# Extract to read start

Sunday, May 27, 2018

Database Support For Decimal Types That Don't Suffer Loss Of Precision

It's become clear to me that some developers naively trust using float/double types in programming languages and in databases, without even considering the loss of precision that will occur and any detrimental impact on their business applications. Maybe the loss of precision isn't an issue for some types of applications, but I believe it's important to assess that risk before choosing to accept it.

Here's a demonstration of what can happen in programming languages and why you need to consider it...

Python example:
$ python -c "print('%0.18f' % (0.1 * 0.2))"
0.020000000000000004
^^ WRONG!

Node (JavaScript) example:
$ node -e 'console.log(0.1 * 0.2)'
0.020000000000000004
^^ WRONG!

Mongo Shell (JavaScript) example:
$ mongo --nodb --quiet -eval '0.1 * 0.2'
0.020000000000000004
^^ WRONG!

Java example (using Java's newish JShell tool):
$ printf "System.out.println(0.1 * 0.2); \n/ex\n" | jshell -q
0.020000000000000004
^^ WRONG!

None of this is really a surprise given that most of these high-level programming languages are built using C (or C++), which invariably provides the fundamental building block types for floats and doubles.

C example:
printf "int main(void){ printf(\"%%.18lf\\\n\", (0.1 * 0.2)); return 0; }" | cc -w -x c -o multiply - && ./multiply
0.020000000000000004
^^ WRONG!

Of course, most modern programming languages have libraries for dealing with large decimals requiring exact representation and precision.

For example, Java has the BigDecimal library class for this reason:
$ printf "System.out.println((new BigDecimal(\"0.2\")).multiply(new BigDecimal(\"0.1\"))); \n/ex\n" | jshell -q
0.02
^^ CORRECT!

When it comes to databases, the same challenges exist when using fields with floating point values. There may be the need to store and retrieve such fields without loss of precision, whilst enabling arithmetic to be conducted on these fields.

Example of using a standard JavaScript/JSON float type for a field in a MongoDB database:
$ mongo
> db.records.drop()
> db.records.insert({val: 0.2})
> db.records.findOne()
{
    "_id" : ObjectId("5b0a7c24d3dac6c87c0d4a4b"),
    "val" : 0.2
}
> id = db.records.findOne()._id
> db.records.update({_id: id}, {$mul: {val: 0.1}})
> db.records.findOne()
{
"_id" : ObjectId("5b0a7c24d3dac6c87c0d4a4b"),
"val" : 0.020000000000000004
}
> db.records.findOne().val
0.020000000000000004
^^ WRONG!

Like programming languages, most traditional relational databases provide extra types and libraries for using floating point fields that don't suffer loss of precision. However, most of the so-called NoSQL database don't. MongoDB is one of the exceptions.

Example of using a BSON decimal128 type for a field in a MongoDB database:
$ mongo
> db.records.drop()
> db.records.insert({val: NumberDecimal("0.2")})

# Extract to read end
# Record list start

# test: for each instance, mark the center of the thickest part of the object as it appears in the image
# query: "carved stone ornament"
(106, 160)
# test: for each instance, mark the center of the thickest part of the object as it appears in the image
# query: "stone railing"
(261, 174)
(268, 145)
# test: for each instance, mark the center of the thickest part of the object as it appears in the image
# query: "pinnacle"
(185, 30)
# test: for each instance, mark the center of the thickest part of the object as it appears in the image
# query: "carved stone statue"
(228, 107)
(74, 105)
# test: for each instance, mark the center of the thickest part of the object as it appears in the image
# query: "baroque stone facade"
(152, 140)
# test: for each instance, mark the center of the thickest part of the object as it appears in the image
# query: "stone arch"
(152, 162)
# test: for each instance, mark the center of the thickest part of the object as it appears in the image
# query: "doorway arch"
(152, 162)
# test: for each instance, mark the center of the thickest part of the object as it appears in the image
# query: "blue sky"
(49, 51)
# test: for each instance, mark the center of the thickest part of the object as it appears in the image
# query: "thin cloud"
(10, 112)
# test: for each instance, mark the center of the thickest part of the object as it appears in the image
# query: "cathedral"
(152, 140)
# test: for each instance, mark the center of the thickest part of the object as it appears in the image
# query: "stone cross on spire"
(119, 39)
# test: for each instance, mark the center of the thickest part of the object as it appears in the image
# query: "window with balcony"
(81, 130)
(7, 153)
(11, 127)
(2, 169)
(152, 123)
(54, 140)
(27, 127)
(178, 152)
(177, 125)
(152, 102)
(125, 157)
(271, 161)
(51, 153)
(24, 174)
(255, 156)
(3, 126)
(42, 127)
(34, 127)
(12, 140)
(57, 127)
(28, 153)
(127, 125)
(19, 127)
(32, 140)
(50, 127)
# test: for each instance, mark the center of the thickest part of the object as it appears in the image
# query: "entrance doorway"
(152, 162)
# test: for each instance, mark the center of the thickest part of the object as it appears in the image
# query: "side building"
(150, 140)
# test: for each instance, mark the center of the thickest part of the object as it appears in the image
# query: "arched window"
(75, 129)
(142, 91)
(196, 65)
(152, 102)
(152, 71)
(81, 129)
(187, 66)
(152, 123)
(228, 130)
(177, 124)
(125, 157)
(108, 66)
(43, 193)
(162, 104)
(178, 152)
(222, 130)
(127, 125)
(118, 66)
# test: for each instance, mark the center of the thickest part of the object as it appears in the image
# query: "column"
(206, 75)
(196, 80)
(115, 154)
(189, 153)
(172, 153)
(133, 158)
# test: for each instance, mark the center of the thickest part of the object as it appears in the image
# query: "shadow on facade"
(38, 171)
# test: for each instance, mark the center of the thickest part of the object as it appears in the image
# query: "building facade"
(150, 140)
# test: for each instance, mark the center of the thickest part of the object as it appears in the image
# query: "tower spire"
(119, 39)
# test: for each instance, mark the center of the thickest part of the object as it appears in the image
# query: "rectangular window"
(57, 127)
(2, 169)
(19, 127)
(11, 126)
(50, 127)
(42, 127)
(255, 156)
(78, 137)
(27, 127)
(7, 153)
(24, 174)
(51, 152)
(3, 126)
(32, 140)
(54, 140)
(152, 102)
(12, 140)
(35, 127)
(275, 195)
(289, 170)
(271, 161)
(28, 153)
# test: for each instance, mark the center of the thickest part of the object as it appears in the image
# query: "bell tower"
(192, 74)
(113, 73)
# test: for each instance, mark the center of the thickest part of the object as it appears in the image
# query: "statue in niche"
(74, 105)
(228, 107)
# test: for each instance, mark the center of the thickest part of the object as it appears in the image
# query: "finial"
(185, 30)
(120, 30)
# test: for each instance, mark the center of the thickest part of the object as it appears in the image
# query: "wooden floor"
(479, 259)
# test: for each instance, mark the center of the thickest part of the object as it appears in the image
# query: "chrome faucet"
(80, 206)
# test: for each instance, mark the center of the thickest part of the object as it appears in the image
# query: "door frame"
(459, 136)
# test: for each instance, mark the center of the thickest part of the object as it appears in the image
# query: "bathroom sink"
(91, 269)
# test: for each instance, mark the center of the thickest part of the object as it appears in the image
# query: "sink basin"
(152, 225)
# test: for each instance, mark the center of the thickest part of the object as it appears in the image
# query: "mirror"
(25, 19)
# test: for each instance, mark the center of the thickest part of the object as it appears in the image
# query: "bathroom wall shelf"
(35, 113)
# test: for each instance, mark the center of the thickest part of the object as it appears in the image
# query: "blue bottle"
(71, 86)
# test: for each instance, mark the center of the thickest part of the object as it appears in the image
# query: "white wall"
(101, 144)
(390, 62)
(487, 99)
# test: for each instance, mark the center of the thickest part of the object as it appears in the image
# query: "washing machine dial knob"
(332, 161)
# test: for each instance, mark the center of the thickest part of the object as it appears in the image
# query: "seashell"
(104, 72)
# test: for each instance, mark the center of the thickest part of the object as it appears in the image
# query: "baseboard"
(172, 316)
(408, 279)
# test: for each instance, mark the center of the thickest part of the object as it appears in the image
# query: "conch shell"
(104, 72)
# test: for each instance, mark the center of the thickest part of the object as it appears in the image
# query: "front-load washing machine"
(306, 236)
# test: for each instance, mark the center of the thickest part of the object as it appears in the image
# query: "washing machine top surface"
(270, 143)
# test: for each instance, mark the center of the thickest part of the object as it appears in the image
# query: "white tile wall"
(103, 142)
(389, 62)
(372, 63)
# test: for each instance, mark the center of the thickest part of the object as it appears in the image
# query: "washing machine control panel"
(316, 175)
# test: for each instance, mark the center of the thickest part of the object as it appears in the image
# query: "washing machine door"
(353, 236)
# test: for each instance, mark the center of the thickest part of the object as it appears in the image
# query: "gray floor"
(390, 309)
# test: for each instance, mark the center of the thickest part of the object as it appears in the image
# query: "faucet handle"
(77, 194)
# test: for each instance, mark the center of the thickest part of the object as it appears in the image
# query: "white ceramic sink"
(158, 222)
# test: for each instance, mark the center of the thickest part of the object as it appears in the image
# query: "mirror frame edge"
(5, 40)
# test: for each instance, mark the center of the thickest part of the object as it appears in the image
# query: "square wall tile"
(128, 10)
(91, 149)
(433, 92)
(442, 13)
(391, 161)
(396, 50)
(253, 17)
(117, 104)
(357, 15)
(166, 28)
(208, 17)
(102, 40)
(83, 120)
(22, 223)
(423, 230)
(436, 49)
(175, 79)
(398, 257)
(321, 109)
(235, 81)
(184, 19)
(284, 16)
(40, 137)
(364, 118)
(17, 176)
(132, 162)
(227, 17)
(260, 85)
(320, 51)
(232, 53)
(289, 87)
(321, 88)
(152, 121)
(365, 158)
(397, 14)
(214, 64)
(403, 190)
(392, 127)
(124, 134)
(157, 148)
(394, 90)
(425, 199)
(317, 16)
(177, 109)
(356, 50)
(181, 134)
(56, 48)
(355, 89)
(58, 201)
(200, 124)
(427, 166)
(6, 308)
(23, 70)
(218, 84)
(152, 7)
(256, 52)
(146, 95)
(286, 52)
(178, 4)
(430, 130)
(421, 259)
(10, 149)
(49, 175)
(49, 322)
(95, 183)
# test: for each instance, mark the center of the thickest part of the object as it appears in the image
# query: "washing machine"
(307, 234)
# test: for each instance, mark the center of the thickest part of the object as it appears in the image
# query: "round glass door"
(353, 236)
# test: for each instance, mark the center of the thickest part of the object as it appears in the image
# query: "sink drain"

# Record list end

- _Work instructions_: Retype the passage of the post on decimal precision that opens with the words containing "Like programming languages, most" and closes with "of the exceptions.".

- _Full answer_:
Like programming languages, most traditional relational databases provide extra types and libraries for using floating point fields that don't suffer loss of precision. However, most of the so-called NoSQL database don't. MongoDB is one of the exceptions.